■ EXERCISE GOAL
Copy every row below word for word, leaving out the pictures.

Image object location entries
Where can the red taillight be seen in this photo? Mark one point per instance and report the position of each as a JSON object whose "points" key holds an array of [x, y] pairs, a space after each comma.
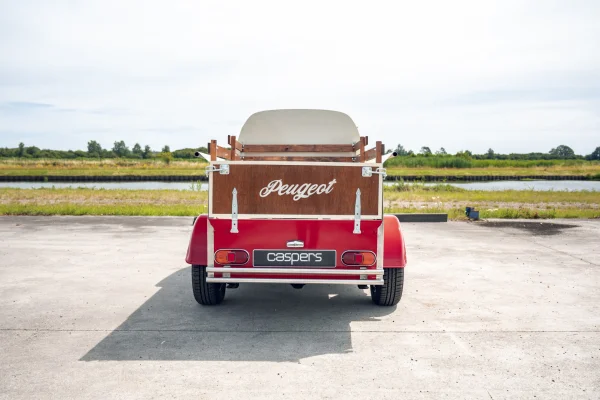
{"points": [[362, 258], [228, 257]]}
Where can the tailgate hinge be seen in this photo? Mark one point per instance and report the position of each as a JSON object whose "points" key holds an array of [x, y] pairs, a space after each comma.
{"points": [[357, 213], [234, 211], [368, 172], [223, 169]]}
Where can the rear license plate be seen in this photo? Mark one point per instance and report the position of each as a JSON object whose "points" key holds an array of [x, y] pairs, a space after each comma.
{"points": [[294, 258]]}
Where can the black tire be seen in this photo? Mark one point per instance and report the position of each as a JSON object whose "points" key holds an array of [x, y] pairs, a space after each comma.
{"points": [[207, 294], [390, 293]]}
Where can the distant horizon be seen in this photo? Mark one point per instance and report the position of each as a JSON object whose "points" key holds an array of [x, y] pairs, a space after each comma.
{"points": [[387, 148], [514, 76]]}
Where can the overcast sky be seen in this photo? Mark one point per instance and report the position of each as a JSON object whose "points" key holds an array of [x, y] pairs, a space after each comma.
{"points": [[516, 76]]}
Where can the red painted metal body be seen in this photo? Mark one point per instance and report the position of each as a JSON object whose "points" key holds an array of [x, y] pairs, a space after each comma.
{"points": [[316, 234]]}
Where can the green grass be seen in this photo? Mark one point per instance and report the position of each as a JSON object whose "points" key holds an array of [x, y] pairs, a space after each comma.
{"points": [[408, 199], [48, 167], [460, 162]]}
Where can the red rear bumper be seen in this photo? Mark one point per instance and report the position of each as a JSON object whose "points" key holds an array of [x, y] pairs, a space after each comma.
{"points": [[210, 235]]}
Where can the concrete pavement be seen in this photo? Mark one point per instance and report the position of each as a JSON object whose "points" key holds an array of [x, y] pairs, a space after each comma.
{"points": [[101, 307]]}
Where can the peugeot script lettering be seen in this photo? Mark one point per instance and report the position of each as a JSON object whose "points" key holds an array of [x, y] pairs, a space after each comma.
{"points": [[302, 191]]}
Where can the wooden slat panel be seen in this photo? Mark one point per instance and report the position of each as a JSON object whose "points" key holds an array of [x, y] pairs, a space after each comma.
{"points": [[238, 146], [370, 154], [298, 148], [212, 147], [292, 158], [250, 179], [361, 149]]}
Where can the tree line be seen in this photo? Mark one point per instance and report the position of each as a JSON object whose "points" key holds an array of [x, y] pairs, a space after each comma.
{"points": [[561, 152], [95, 150], [121, 150]]}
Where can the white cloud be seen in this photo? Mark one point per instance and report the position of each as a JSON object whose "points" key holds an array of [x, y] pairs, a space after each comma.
{"points": [[513, 75]]}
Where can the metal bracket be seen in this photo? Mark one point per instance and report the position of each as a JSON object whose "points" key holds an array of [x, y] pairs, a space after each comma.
{"points": [[223, 169], [234, 212], [367, 172], [357, 213]]}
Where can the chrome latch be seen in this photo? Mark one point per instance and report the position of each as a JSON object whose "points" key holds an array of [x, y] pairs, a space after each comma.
{"points": [[234, 211], [357, 213], [367, 172], [223, 169]]}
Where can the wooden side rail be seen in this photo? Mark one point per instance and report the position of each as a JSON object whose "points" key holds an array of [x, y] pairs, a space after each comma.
{"points": [[237, 151]]}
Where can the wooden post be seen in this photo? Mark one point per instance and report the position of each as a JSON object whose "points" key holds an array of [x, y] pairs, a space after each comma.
{"points": [[213, 150], [361, 149], [232, 143]]}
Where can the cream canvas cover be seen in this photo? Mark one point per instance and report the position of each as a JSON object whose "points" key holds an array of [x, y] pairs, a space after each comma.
{"points": [[299, 127]]}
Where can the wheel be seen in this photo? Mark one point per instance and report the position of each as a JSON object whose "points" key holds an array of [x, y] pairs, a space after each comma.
{"points": [[207, 294], [390, 292]]}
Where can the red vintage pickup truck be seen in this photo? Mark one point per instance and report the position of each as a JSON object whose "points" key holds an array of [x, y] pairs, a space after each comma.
{"points": [[297, 199]]}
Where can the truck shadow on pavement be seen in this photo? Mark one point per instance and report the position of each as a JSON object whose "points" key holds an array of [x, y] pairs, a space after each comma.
{"points": [[256, 322]]}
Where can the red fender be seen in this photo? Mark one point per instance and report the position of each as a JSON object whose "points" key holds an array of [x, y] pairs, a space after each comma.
{"points": [[197, 248], [394, 250]]}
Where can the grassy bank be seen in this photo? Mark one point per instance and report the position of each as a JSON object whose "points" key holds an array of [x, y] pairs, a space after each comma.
{"points": [[399, 199], [107, 167]]}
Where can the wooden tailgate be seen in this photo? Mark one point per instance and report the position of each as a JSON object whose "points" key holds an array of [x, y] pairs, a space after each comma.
{"points": [[294, 190]]}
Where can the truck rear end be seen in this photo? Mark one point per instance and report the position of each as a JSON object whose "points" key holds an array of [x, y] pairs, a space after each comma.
{"points": [[276, 219]]}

■ RESULT OF THIS TASK
Where can the red taillight be seen in this photo? Mark one point per instance and report the position of each as a JSON object whose "points" key holds an array of [x, y] pairs, a space after each comma.
{"points": [[362, 258], [228, 257]]}
Where can the tailgate hinge be seen in this photo? Mark one point per instance and report the position of each as a JSON object whose "points" key holds an array of [x, y] pairs, a space after each comma.
{"points": [[357, 213], [234, 211], [368, 172], [223, 169]]}
Where can the rear license plate be seen in this photo? Mark one point per instance and report the position of each as a JSON object whose "points" key holds an array of [x, y] pairs, a space after each comma.
{"points": [[294, 258]]}
Where can the black tire be seen in this photo? Mark one point per instance and report the position of each as a JSON object whose "points" key holds an array of [x, y] pairs, a space after each comma.
{"points": [[207, 294], [390, 293]]}
Where can the distant horizon be seen in this photo? Mark one point per instance and report the position of each as a JSON object whose "points" key holds an array of [x, y] pairs, a space after each comma.
{"points": [[387, 148], [514, 76]]}
Where can the overcast sky be seen in this photo? Mark one point per instance and report the position of each as a JSON object whose "points" key holds an array of [x, y] pairs, a space after each comma.
{"points": [[516, 76]]}
Where can the red painted metal body be seen in this photo? Mark one point per instance and report the position of each as a JSON object whose "points" key holds an array of [x, y] pairs, a space after each comma.
{"points": [[316, 234]]}
Where can the green grass be seen in this photo? Mark one point per instance and report the position of each as a JSON object whose "points" key holds an array of [x, y] pairs, a space after each comma.
{"points": [[408, 199], [48, 167], [460, 162]]}
Where can the red rear bumper be seen in this photo? Mark one point per instance and report the position of each as a JSON object whose "points" key holds an array of [x, y] pairs, a space after each comma.
{"points": [[210, 235]]}
Where can the concrete pavement be seen in this photo? Mark one point per instance and report the position of each as a JSON object whose "points" key holds an array of [x, y] pairs, a space after each comma.
{"points": [[101, 307]]}
Where can the peugeot script lettering be seen in this photo? Mark one point per instance and report the position of each as a JSON object whose "points" key holds an array of [x, y] pairs, a space after each comma.
{"points": [[302, 191]]}
Where can the wooden slat panel be seen in this photo? Mark one point per instance and report the position of each as a JSON object whose "points" key holds an array of [x, y] pairs, a space after each comma.
{"points": [[238, 146], [370, 154], [298, 148], [212, 147], [292, 158], [250, 179], [361, 149]]}
Where can the tree line be seen in this photo? Mark one point per instance and report the position of each as a JSON object whose "points" key holds an array of [x, y] pairs, a space after each comma.
{"points": [[561, 152], [95, 150], [121, 150]]}
Where can the white cloud be seen in this photo? Mark one point per instance and report the position of each as a JSON object whose "points" key holds an array of [x, y] pairs, a space after each comma.
{"points": [[513, 75]]}
Where can the metal bracket be seen in this photo? Mark one point per instance and report the position of each as a JSON object whose "points" key holds an array of [x, y] pairs, a space after each comma.
{"points": [[223, 169], [234, 212], [367, 172], [357, 213]]}
Where can the chrome latch be seen in this photo? Mark one point per instance and report the position of each as a JSON object whose "points" key holds an array of [x, y] pairs, a space after each comma.
{"points": [[234, 211], [357, 213], [367, 172], [223, 169]]}
Where can the wooden side rail be seen in this photo? Mark one point per instance and report the position of each as a JSON object whose "points" key holds an array of [x, y] pairs, a space after each comma.
{"points": [[237, 151]]}
Where can the wooden post be seen in this photo? Mark one point per instance and report the position of each as a JSON object whose "points" key holds an array of [x, y] pairs, a space after each comma.
{"points": [[213, 150], [361, 149], [232, 143]]}
Where can the cream canvas cover be seen in this photo? Mark one point per instance and report the position of each as a JSON object whose "points" key holds an array of [x, y] pairs, a space after each comma.
{"points": [[299, 127]]}
Where can the wheel be seen in this photo? Mark one point per instance and report the position of each as a JSON object whose "points" key holds an array of [x, y] pairs, a space after each comma.
{"points": [[207, 294], [390, 292]]}
Where can the red vintage pickup truck be seen in this photo? Mark one point per instance and report the position of each as a JSON object whose "points" key holds an array of [x, y] pairs, a space after each comma.
{"points": [[297, 199]]}
Where can the truck shadow on pavement be seen in this photo? Mark one point per instance and report the position of each as a JSON object whose "points" key holds an array of [x, y] pairs, a space after each comma.
{"points": [[256, 322]]}
Where can the red fender be seen in this photo? Mark one point per instance and report the position of each as a JSON object whose "points" key holds an array of [x, y] pairs, a space after each comma.
{"points": [[197, 248], [394, 250]]}
Where can the grassy bank be seen in this photo? Mark one point per instance and report the position of each as a JSON object whose "points" key holds an array of [x, y] pairs, a space after each comma.
{"points": [[399, 199], [107, 167]]}
Where can the wooden tailgate be seen in this photo? Mark one point per instance and report the position of each as a JSON object whose "points" key holds an array of [x, y] pairs, a space after each comma.
{"points": [[294, 190]]}
Where can the truck rear end be seen in this photo? Mark one point per instance and report the position of each as a JSON object whose "points" key holds an array of [x, y] pairs, a space after each comma.
{"points": [[276, 219]]}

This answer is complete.